__Task__
Turn every line of the records below into a JSON list of strings, one string per line, with blank lines omitted.

__Raw data__
★ ★ ★ ★ ★ ★ ★
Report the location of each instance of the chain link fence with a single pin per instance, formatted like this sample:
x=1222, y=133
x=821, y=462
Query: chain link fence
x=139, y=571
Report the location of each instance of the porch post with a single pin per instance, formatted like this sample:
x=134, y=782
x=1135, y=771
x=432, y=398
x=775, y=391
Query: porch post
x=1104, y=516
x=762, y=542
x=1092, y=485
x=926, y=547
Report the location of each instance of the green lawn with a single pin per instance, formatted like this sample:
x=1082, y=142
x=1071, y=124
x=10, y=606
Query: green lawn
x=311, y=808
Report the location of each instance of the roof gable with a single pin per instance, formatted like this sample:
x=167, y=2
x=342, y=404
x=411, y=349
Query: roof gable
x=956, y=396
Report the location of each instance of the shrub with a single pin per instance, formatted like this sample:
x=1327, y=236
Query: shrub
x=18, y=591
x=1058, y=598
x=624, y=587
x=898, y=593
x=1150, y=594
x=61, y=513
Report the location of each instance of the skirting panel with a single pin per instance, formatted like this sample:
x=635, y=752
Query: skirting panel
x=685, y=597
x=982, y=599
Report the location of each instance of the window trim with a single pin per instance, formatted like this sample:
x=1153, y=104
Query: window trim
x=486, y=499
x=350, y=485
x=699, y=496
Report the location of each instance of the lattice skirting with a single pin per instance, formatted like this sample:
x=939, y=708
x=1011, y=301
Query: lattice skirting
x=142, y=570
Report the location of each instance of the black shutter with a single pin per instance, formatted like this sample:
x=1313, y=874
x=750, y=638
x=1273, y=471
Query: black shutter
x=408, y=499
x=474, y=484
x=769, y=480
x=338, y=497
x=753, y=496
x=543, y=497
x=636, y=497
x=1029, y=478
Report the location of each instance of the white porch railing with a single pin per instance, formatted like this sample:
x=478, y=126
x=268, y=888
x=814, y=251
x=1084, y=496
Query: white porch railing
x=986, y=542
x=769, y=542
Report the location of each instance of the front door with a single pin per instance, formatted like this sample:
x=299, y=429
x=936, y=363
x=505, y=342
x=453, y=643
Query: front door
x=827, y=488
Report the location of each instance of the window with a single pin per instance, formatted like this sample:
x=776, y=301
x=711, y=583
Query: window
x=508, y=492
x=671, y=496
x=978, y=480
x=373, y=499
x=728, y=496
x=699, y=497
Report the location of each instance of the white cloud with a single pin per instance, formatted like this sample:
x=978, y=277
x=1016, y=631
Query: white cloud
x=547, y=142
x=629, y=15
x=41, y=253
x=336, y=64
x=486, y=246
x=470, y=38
★ ★ ★ ★ ★ ★ ★
__Solved problem__
[
  "Report the location of each instance of the chain link fence with a single pin per instance, formatted like this sample:",
  "x=1222, y=133",
  "x=821, y=462",
  "Query: chain link fence",
  "x=139, y=571",
  "Report the location of each instance of the porch post with a single pin per instance, formatted like this sample:",
  "x=134, y=782",
  "x=1135, y=771",
  "x=432, y=398",
  "x=775, y=391",
  "Query: porch post",
  "x=1104, y=516",
  "x=762, y=542",
  "x=1092, y=485",
  "x=926, y=547",
  "Report the location of each instance of the green lawn with a single pin per instance, formatted like this sample:",
  "x=1082, y=142",
  "x=1071, y=124",
  "x=10, y=606",
  "Query: green lawn",
  "x=311, y=808",
  "Report the location of each instance of the roof gable with a single pin per instance, formatted like this sample:",
  "x=167, y=2",
  "x=342, y=404",
  "x=411, y=349",
  "Query: roof gable",
  "x=956, y=396",
  "Report the location of each instance of the shrub with a single pin per instance, formatted like this sample:",
  "x=1327, y=236",
  "Query: shrub",
  "x=18, y=591",
  "x=1058, y=598",
  "x=624, y=587",
  "x=898, y=593",
  "x=1150, y=594",
  "x=61, y=513",
  "Report the location of each instance of the skirting panel with a single pin per instance, formatted like this sample:",
  "x=635, y=752",
  "Query: skirting panel",
  "x=685, y=597",
  "x=982, y=599",
  "Report the location of each instance of the window trim with a single pin per instance, formatted like this sample:",
  "x=1153, y=104",
  "Query: window trim",
  "x=486, y=499",
  "x=350, y=485",
  "x=699, y=496",
  "Report the location of each instance of the lattice skirting with a single pin per instance, formatted like this sample:",
  "x=939, y=708",
  "x=1011, y=301",
  "Query: lattice skirting",
  "x=142, y=570",
  "Report the location of each instance of the black shutter with a single pin per instance, formatted like this sample:",
  "x=1313, y=874",
  "x=750, y=638",
  "x=1273, y=471",
  "Query: black shutter",
  "x=408, y=499",
  "x=474, y=484",
  "x=769, y=480",
  "x=338, y=497",
  "x=753, y=496",
  "x=543, y=497",
  "x=636, y=497",
  "x=1029, y=478",
  "Report the location of each instance of the white porch railing with a single pin per instance, formatted like this sample:",
  "x=478, y=126",
  "x=268, y=888",
  "x=814, y=251",
  "x=1084, y=496",
  "Query: white porch railing",
  "x=986, y=542",
  "x=769, y=542",
  "Report the location of each instance of the front door with a single pin per instance, formatted like this sample:",
  "x=299, y=429",
  "x=936, y=363",
  "x=505, y=342",
  "x=453, y=643",
  "Query: front door",
  "x=827, y=488",
  "Report the location of each instance of the window with a single pin per instance, formatted like this sample:",
  "x=776, y=301",
  "x=711, y=583",
  "Query: window",
  "x=508, y=492",
  "x=671, y=496",
  "x=978, y=480",
  "x=373, y=499",
  "x=728, y=496",
  "x=699, y=497",
  "Report the location of each instance of the white cloud with a single pin per instance, formatted like this sample:",
  "x=978, y=277",
  "x=1016, y=631",
  "Query: white cloud",
  "x=547, y=142",
  "x=629, y=15",
  "x=41, y=253",
  "x=336, y=64",
  "x=486, y=246",
  "x=470, y=38"
]